• **Task description**
Find every line in the entries that holds the string "blue" and report it.

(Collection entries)
•••••
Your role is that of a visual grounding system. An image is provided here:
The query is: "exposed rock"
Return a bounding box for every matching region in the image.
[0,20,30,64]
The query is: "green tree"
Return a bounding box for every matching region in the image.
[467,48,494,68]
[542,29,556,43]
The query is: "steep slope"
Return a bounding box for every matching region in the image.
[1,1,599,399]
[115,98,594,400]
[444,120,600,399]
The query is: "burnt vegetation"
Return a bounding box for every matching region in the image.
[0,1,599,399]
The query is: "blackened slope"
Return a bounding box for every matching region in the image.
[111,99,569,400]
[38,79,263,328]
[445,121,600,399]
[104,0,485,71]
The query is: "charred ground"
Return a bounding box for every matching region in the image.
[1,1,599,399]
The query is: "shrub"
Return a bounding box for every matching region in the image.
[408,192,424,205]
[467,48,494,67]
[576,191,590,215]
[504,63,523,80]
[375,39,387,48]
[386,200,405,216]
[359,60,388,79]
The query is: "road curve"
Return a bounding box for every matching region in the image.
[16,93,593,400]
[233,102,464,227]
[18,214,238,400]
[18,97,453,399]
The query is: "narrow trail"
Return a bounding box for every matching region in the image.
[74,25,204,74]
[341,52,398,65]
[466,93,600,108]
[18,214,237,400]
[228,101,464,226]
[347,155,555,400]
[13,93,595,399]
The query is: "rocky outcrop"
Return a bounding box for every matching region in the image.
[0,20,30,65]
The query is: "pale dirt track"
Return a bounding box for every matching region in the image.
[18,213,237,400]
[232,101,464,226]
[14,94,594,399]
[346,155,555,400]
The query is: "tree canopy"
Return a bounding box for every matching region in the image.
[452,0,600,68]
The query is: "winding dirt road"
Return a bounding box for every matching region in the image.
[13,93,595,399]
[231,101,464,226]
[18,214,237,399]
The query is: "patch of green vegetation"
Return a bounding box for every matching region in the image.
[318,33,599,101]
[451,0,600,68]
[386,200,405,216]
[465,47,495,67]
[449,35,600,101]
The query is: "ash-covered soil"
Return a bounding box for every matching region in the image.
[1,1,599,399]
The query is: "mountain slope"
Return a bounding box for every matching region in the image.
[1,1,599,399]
•••••
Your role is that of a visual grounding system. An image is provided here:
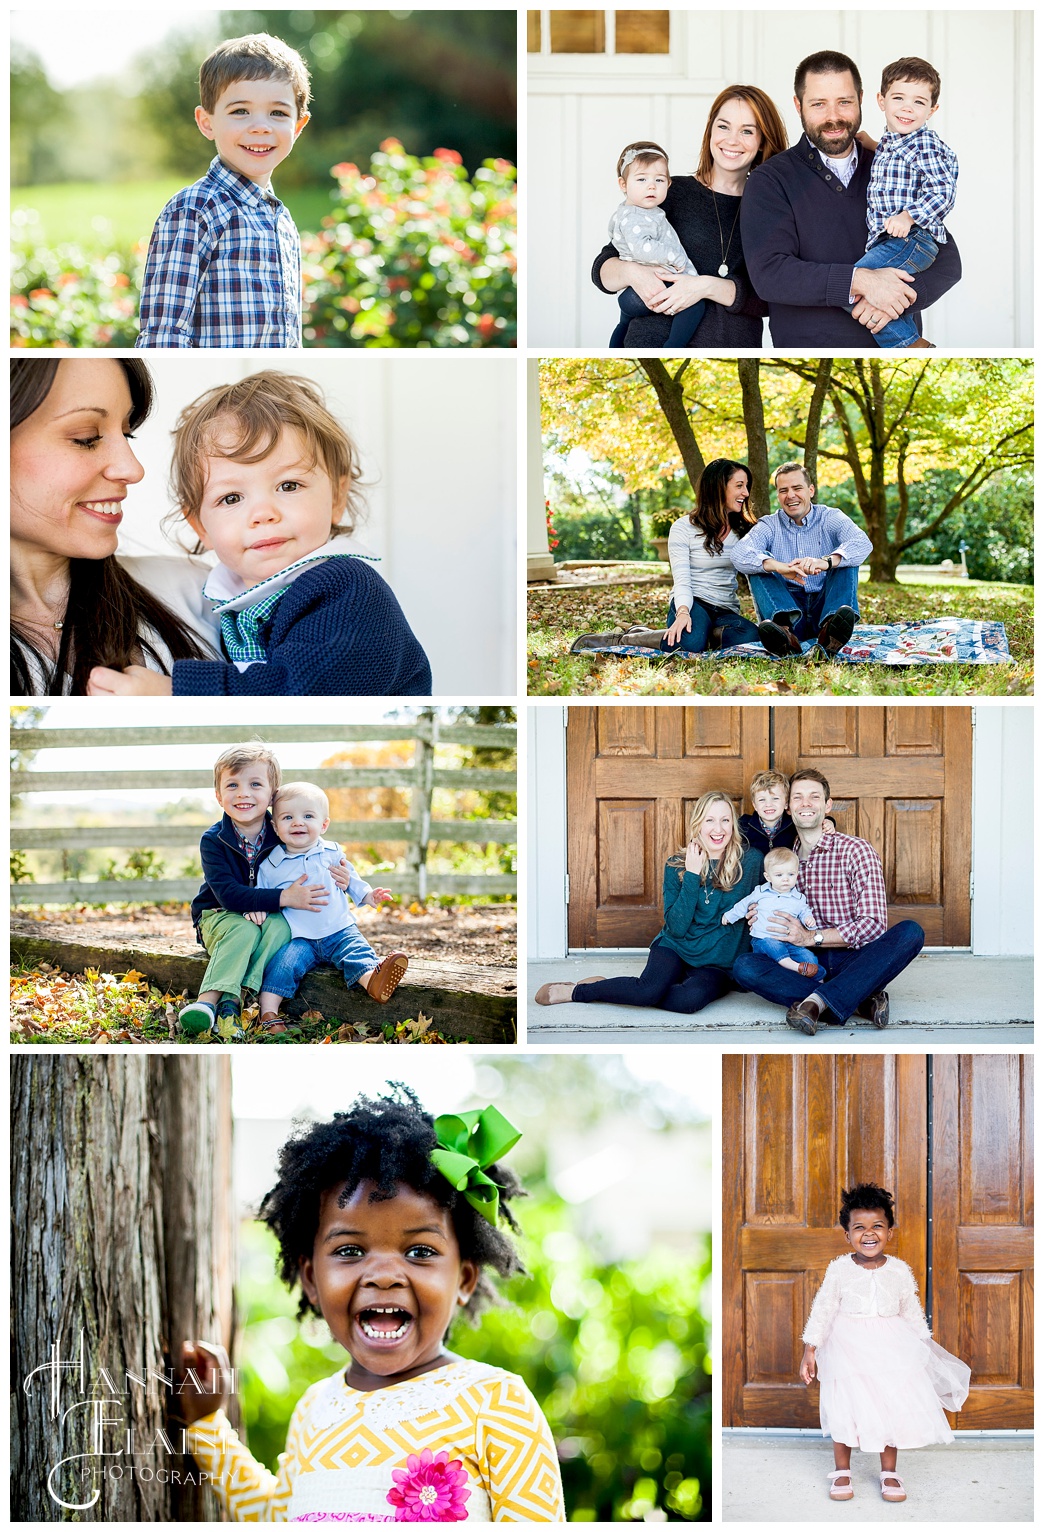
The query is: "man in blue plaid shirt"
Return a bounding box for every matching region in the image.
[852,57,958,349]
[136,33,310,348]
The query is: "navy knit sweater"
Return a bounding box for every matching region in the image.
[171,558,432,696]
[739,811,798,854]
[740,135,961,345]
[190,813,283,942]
•••••
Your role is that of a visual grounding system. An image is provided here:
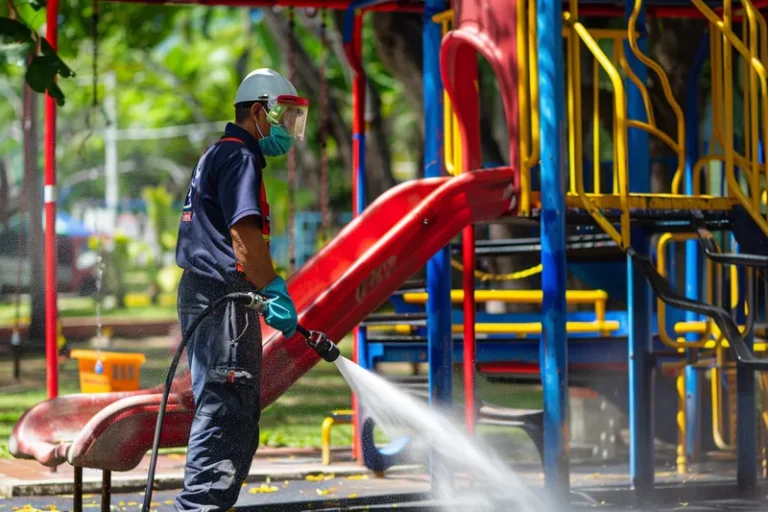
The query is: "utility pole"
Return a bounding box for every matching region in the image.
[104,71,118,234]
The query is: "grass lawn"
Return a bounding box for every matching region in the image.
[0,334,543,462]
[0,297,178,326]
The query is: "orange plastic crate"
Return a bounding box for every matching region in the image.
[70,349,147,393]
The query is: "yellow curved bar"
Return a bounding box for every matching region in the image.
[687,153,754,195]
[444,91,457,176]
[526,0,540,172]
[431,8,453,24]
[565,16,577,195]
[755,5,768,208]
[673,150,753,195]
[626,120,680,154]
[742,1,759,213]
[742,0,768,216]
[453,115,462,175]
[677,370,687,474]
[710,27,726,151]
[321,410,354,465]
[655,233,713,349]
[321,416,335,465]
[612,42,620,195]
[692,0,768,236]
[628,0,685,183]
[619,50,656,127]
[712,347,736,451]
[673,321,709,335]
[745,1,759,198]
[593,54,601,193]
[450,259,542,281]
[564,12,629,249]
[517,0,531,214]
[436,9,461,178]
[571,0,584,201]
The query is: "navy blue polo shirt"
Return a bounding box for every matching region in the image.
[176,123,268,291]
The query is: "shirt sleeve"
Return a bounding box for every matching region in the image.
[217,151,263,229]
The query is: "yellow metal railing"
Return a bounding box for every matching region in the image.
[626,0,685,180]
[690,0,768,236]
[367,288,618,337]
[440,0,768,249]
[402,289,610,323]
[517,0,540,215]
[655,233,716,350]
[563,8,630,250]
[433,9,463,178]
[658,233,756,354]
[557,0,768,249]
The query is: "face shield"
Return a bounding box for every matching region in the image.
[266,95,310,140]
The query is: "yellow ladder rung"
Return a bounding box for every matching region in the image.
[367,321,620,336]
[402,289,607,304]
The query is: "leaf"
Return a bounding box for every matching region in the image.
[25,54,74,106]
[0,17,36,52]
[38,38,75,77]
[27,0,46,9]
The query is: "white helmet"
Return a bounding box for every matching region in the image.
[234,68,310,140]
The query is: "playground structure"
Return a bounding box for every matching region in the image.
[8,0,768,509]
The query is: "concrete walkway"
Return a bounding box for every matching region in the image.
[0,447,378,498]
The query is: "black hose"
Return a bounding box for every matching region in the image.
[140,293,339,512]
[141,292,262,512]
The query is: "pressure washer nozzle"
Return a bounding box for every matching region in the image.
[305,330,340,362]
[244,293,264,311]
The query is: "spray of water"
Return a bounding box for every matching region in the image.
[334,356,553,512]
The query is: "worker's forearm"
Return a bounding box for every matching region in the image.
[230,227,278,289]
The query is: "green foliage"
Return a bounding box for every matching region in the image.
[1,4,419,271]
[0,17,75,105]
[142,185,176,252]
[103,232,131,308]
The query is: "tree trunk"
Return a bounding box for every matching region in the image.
•••••
• **Answer section**
The query is: "man in blue plaid shirt"
The query is: "navy blue polo shirt"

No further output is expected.